DOCUMENT TEXT >>
[BEGIN]

In a letter to EU policymakers, Canada’s ambassador advocates for stripping key provisions from the bill that would implement long-overdue protections for boreal and temperate forests in the Global North. While claiming to “support the objectives” of the EU bill, the Government of Canada is attempting to scale back the scope of the forest commodities covered under the bill and to entirely remove one of the regulation’s most central features: its restrictions on products tied to forest degradation, which includes the industrial logging of climate-critical primary boreal forests. 

Canada’s advocacy for stripping degradation from the EU bill is, like its opposition to the New York and California legislation, a call for continued impunity for the Global North’s industrial logging. For years, the Global North has avoided accountability for its own forest impacts through exploiting the narrow definition of “deforestation,” which applies only to the conversion of a forest to another land use, like agriculture or cattle ranching. Industrial logging, which aims to regrow the trees for another round of cuts decades later, ostensibly “keeps the forest a forest”--even when the clearcut forest is irreplaceable. 

As a result, even though industrial logging in the Global North is the single largest driver of tree cover loss in the world, it’s been invisible in international policymaking. Canada can boast near-zero deforestation, even while clearcutting more than 1.3 million acres of forest, much of this in never-before-logged primary forests essential to the climate and biodiversity. It can claim to be a “world leader on forest management,” while ranking third globally in intact forest landscape loss and tree cover loss, behind only Russia and Brazil.

[END]

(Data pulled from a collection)
[BEGIN]

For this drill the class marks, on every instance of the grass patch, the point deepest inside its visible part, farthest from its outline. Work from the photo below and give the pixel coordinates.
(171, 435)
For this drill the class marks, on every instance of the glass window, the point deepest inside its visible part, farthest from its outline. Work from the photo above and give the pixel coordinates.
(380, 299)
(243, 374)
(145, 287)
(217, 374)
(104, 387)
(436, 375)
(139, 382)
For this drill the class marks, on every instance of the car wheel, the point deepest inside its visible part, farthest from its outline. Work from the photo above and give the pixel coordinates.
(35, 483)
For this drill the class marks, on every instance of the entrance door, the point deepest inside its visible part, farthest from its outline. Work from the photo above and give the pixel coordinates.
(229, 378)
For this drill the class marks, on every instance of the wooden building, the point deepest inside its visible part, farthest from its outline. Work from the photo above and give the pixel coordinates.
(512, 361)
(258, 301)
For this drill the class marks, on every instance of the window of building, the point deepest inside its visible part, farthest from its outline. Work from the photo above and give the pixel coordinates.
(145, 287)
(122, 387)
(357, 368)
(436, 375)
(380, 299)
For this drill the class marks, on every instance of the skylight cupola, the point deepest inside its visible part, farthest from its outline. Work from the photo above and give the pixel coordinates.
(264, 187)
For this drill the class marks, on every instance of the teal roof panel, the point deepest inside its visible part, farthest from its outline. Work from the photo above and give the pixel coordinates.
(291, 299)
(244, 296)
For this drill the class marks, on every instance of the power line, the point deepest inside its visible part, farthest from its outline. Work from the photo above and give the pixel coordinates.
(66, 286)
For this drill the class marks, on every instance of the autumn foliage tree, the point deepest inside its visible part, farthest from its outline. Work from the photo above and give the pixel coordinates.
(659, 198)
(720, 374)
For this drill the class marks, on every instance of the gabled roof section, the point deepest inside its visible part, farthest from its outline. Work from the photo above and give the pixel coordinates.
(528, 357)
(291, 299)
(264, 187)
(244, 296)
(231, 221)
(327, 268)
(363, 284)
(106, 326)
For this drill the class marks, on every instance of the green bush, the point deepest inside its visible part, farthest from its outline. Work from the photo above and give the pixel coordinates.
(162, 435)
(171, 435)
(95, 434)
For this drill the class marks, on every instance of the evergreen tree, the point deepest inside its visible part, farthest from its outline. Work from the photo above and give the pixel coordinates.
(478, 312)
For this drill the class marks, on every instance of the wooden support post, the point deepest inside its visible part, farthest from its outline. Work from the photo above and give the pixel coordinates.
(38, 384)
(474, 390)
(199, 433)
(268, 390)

[END]

CHALLENGES >>
1 – According to the text on Canada and the EU forest bill, why can Canada claim near-zero deforestation while clearcutting over 1.3 million acres of forest? Answer in one to three sentences.
2 – Write the next few paragraphs of the text on Canada and the EU forest bill, picking up after its last sentence.
The entries above were taken from a separate source.

TASK RESPONSES >>
1 – "Deforestation" is defined narrowly as turning a forest into another land use, such as farming or cattle ranching. Industrial logging aims to regrow the trees for later cuts, so it supposedly "keeps the forest a forest" and isn't counted as deforestation.

2 –
While Canada’s opposition to the legislation in New York and California attempted to claim that the term “degradation” does not apply in Canada, that position has become increasingly untenable given recent warnings from scientists about the toll of Canada’s continued impact on primary forests. Instead, in a well-worn denalist tactic, Canada’s now insisting that the term “degradation” has no universally recognized definition and therefore isn’t yet a workable element of EU policy. However, scientists have been clear that the term, which does have internationally recognized definitions, at a minimum encompasses industrial logging in primary forests, providing a clear starting point for policies targeting degradation. 

Perhaps even more alarmingly, Canada’s casting doubt on the workability of a “forest degradation” standard when, for more than a year, it’s been a signatory to the Glasgow Leaders’ Declaration on Forests and Land Use–which commits countries to ending and reversing deforestation and land degradation by 2030. If Canada is simultaneously working to undermine the same measures it’s committed to supporting, it shatters the country’s credibility as an honest broker on international environmental agreements. As Canada magnanimously supports efforts to stem tropical deforestation under the Glasgow Declaration, it seems to want to erase its own domestic forest protection responsibilities enshrined in the agreement.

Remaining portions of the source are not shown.